__What the exercise asks__:
Scale the lines from the start of the records up to and including the line with "x=235 y=170", and write them all out again with their requests. Multiply every coordinate in the answers by 1.55, round to whole numbers with halves going up, and leave the pictures out.

__Data in this exercise__:
§

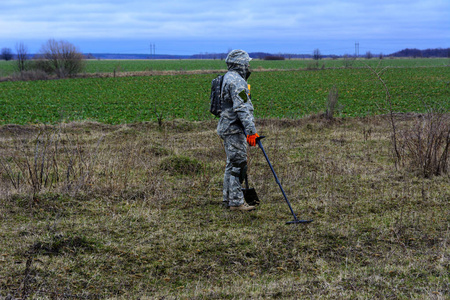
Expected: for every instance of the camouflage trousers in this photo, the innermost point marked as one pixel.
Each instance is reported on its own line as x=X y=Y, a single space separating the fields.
x=235 y=170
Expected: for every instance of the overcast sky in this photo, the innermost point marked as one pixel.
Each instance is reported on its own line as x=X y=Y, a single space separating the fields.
x=202 y=26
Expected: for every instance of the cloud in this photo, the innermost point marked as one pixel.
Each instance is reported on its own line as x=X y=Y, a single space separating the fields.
x=253 y=20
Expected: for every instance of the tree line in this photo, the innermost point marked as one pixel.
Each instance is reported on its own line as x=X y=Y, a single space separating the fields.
x=55 y=58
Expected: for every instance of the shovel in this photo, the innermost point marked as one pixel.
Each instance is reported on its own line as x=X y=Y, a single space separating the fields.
x=296 y=220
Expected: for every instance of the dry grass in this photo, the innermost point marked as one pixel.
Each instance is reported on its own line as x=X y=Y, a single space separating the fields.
x=119 y=217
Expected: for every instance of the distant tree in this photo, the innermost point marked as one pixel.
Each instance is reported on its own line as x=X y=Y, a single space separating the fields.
x=317 y=54
x=6 y=54
x=60 y=58
x=22 y=57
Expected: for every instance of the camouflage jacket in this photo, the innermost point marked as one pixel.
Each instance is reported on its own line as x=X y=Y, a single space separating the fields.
x=237 y=109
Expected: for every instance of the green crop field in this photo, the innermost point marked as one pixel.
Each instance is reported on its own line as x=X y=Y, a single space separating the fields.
x=123 y=208
x=104 y=66
x=276 y=94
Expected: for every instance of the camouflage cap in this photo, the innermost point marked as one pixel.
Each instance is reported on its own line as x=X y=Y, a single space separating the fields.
x=239 y=57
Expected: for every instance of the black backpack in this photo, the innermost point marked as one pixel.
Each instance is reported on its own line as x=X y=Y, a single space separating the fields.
x=216 y=95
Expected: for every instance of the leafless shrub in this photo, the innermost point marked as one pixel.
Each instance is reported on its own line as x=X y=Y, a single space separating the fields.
x=22 y=57
x=49 y=161
x=332 y=102
x=60 y=58
x=425 y=145
x=29 y=75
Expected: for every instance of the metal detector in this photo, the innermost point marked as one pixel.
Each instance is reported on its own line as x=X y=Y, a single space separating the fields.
x=296 y=220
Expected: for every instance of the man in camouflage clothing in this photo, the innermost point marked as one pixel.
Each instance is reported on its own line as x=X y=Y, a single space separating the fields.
x=236 y=120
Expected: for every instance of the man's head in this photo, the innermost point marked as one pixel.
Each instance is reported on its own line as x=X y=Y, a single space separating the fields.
x=238 y=57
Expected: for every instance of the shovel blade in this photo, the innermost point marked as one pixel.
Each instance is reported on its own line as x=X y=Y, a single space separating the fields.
x=251 y=197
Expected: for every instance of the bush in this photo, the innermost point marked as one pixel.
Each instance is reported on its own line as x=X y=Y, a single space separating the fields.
x=60 y=58
x=425 y=146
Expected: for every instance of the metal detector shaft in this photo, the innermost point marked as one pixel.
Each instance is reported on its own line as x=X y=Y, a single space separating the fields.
x=296 y=220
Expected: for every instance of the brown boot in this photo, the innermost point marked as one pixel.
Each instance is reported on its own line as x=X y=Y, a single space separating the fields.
x=243 y=207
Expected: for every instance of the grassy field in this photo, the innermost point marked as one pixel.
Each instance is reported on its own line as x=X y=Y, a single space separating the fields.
x=276 y=94
x=110 y=188
x=97 y=211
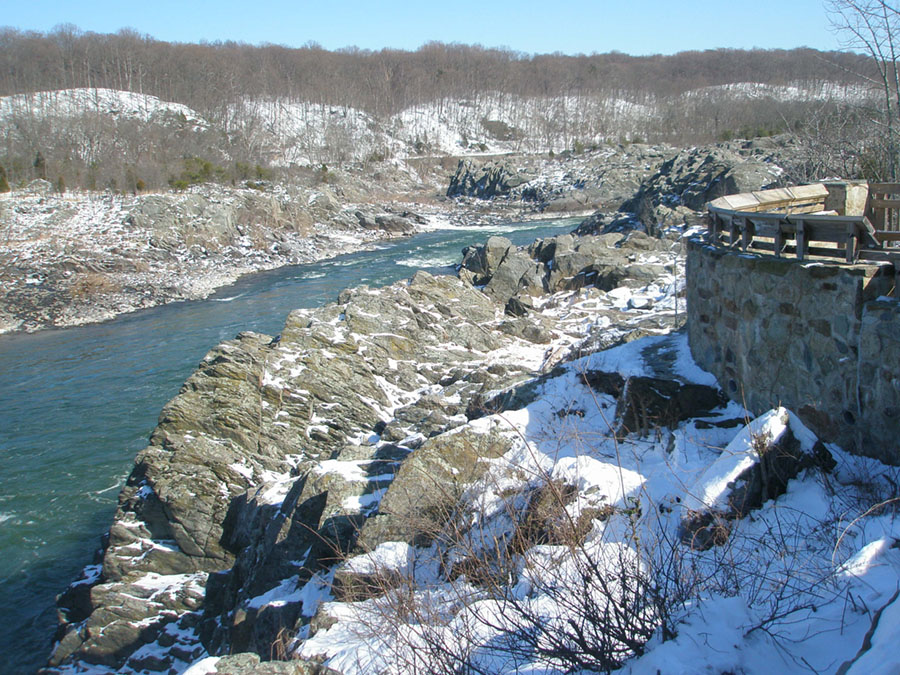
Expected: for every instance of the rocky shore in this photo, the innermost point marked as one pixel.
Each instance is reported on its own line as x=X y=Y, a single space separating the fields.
x=74 y=258
x=297 y=477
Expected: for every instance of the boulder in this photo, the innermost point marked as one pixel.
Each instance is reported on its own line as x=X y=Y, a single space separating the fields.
x=484 y=181
x=755 y=467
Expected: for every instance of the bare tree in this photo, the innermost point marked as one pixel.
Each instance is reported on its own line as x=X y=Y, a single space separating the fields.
x=873 y=27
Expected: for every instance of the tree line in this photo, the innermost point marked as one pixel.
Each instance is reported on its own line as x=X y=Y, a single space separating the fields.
x=208 y=75
x=544 y=103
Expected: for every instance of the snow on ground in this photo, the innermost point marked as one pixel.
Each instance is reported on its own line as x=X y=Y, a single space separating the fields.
x=796 y=588
x=107 y=102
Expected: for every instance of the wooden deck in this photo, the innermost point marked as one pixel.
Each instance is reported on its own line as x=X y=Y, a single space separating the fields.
x=821 y=220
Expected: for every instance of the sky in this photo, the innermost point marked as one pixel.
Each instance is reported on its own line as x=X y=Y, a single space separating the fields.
x=635 y=27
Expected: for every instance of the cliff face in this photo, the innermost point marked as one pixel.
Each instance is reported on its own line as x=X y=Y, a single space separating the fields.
x=83 y=257
x=362 y=428
x=273 y=460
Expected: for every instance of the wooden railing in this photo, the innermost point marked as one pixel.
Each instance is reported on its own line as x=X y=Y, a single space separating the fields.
x=833 y=220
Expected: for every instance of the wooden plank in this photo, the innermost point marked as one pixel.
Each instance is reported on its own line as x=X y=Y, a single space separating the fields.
x=747 y=230
x=774 y=196
x=890 y=188
x=738 y=202
x=878 y=255
x=886 y=203
x=851 y=242
x=812 y=191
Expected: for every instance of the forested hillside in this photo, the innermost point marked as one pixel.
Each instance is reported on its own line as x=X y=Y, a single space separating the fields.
x=234 y=112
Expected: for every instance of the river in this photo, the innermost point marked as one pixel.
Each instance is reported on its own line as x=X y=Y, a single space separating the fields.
x=77 y=404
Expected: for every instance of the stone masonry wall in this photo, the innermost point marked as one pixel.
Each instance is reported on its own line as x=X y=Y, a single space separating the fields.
x=810 y=336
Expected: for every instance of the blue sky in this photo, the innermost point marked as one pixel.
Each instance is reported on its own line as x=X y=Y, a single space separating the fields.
x=568 y=26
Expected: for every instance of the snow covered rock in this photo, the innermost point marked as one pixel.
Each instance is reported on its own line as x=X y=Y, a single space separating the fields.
x=755 y=467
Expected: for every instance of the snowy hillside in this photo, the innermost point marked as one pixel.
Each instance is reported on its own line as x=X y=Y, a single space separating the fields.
x=107 y=102
x=294 y=132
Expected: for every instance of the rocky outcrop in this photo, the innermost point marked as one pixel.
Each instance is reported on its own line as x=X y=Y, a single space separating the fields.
x=754 y=468
x=686 y=182
x=511 y=276
x=282 y=455
x=80 y=258
x=484 y=181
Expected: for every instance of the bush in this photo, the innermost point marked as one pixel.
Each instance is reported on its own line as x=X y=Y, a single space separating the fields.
x=197 y=170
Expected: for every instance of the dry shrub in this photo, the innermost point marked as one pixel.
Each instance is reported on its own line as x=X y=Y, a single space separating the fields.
x=91 y=284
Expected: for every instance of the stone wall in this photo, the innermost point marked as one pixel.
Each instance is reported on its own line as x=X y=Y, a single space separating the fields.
x=810 y=336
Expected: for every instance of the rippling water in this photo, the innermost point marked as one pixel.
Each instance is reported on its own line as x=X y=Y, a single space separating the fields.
x=77 y=404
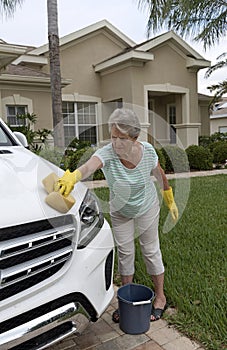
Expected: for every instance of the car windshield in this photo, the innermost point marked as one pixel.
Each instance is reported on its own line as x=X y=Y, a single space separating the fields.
x=5 y=139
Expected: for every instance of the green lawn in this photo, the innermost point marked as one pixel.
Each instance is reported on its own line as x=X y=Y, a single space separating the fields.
x=194 y=254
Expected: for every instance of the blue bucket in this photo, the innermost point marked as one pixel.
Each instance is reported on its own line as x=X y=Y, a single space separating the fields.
x=135 y=304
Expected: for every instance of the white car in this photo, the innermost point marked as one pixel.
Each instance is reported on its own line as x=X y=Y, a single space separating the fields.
x=55 y=269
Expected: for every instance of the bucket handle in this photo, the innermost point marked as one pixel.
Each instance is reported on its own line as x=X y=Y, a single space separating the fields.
x=143 y=302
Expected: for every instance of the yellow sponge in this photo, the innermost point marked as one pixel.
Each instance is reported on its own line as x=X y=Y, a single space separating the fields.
x=49 y=182
x=55 y=199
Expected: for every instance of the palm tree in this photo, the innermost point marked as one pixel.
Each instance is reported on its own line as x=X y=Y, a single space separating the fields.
x=8 y=7
x=204 y=21
x=220 y=88
x=55 y=73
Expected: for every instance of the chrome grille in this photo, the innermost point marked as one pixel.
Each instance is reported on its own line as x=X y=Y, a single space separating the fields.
x=32 y=252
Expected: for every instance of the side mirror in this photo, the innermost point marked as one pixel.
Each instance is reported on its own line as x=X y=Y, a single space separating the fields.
x=21 y=138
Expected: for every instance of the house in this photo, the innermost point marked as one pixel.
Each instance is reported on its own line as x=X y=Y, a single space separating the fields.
x=103 y=69
x=218 y=117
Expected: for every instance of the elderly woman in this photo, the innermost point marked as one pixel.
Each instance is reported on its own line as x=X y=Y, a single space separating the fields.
x=127 y=164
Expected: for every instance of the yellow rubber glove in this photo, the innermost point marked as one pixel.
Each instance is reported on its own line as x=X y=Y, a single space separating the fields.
x=169 y=200
x=66 y=183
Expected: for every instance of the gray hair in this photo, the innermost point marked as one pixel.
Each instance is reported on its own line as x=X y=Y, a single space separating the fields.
x=126 y=121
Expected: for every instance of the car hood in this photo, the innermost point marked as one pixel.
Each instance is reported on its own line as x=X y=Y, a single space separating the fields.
x=22 y=195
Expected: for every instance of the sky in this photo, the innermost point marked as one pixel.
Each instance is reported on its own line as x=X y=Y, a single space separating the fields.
x=28 y=26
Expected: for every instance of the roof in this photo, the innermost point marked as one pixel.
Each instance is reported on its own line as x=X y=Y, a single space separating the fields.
x=24 y=71
x=104 y=24
x=219 y=109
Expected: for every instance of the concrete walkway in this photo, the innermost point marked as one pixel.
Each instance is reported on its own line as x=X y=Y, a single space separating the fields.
x=106 y=335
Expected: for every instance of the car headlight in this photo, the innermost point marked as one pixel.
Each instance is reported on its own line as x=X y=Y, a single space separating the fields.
x=91 y=218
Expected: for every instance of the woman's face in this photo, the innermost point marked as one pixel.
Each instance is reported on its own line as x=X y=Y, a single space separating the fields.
x=122 y=143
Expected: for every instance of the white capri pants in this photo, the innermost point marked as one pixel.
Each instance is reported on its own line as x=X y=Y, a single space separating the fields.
x=124 y=234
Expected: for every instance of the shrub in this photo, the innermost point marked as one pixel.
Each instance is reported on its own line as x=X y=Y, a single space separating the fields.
x=175 y=159
x=79 y=157
x=54 y=156
x=220 y=153
x=161 y=158
x=199 y=157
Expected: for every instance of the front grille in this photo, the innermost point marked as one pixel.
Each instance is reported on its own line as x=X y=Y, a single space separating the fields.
x=32 y=252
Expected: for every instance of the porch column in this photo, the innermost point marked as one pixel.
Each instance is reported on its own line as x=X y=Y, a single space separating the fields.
x=187 y=134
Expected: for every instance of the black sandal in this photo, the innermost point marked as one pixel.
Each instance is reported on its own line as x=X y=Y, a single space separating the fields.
x=116 y=316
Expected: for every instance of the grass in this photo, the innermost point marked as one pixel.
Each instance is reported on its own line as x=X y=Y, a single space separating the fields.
x=194 y=254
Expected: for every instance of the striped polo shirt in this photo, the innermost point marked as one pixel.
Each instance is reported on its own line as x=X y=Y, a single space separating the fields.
x=132 y=192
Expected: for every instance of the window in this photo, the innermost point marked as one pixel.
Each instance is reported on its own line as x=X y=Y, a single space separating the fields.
x=172 y=122
x=12 y=112
x=80 y=121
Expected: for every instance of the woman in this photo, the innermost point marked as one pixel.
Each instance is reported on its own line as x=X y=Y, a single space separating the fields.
x=127 y=165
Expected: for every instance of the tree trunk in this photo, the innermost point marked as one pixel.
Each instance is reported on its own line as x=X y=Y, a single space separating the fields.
x=55 y=73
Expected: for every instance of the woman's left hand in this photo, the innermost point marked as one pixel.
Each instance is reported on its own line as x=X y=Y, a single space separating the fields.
x=170 y=202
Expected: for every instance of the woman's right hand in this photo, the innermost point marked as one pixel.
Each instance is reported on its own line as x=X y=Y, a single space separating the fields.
x=66 y=183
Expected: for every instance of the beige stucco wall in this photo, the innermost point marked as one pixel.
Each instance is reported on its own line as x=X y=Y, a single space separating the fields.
x=78 y=59
x=215 y=124
x=38 y=101
x=128 y=82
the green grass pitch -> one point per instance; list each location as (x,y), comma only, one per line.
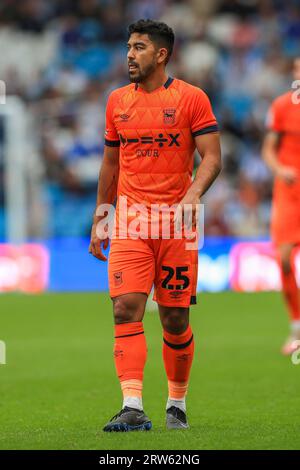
(59,386)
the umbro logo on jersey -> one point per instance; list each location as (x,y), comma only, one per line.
(183,357)
(161,140)
(169,115)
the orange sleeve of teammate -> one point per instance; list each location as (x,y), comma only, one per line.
(274,117)
(111,134)
(202,117)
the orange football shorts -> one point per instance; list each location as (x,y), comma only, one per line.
(135,265)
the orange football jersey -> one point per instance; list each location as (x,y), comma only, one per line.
(284,118)
(155,132)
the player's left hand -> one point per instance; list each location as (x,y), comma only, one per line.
(187,211)
(96,243)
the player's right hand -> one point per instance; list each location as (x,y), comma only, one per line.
(96,244)
(287,174)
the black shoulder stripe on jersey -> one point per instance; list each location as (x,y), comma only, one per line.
(112,143)
(168,82)
(179,346)
(206,130)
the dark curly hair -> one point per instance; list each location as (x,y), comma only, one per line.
(159,33)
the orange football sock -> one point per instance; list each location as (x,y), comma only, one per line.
(291,292)
(178,353)
(130,353)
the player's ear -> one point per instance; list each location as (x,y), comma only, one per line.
(162,55)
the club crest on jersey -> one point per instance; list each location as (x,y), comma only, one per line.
(169,115)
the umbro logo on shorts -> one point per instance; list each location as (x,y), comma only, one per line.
(118,278)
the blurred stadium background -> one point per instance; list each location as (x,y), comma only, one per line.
(60,59)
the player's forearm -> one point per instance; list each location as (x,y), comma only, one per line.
(206,174)
(107,185)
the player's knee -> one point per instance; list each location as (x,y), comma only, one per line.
(125,310)
(175,321)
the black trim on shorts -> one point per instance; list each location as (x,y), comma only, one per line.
(206,130)
(133,334)
(112,143)
(179,346)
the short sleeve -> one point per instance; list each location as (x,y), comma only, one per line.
(274,118)
(203,119)
(111,134)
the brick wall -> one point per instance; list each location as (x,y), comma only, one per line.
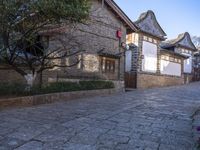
(99,33)
(152,80)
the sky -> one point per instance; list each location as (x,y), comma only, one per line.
(174,16)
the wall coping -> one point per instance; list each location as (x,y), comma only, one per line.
(54,97)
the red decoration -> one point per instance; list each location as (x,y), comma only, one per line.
(119,33)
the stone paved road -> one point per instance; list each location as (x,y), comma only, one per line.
(155,119)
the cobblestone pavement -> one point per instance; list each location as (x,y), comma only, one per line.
(155,119)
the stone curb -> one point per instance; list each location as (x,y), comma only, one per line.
(53,97)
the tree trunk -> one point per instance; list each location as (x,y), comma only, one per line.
(30,78)
(40,80)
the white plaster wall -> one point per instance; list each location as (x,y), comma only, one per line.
(149,51)
(188,65)
(170,68)
(128,60)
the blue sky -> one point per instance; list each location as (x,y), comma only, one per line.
(174,16)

§

__Response for this exercise__:
Expected: for every instance of the camouflage trousers in this photo, the innermost point marked as one pixel.
Each instance is reported on its own line as x=X y=Y, a single space separating the fields.
x=364 y=264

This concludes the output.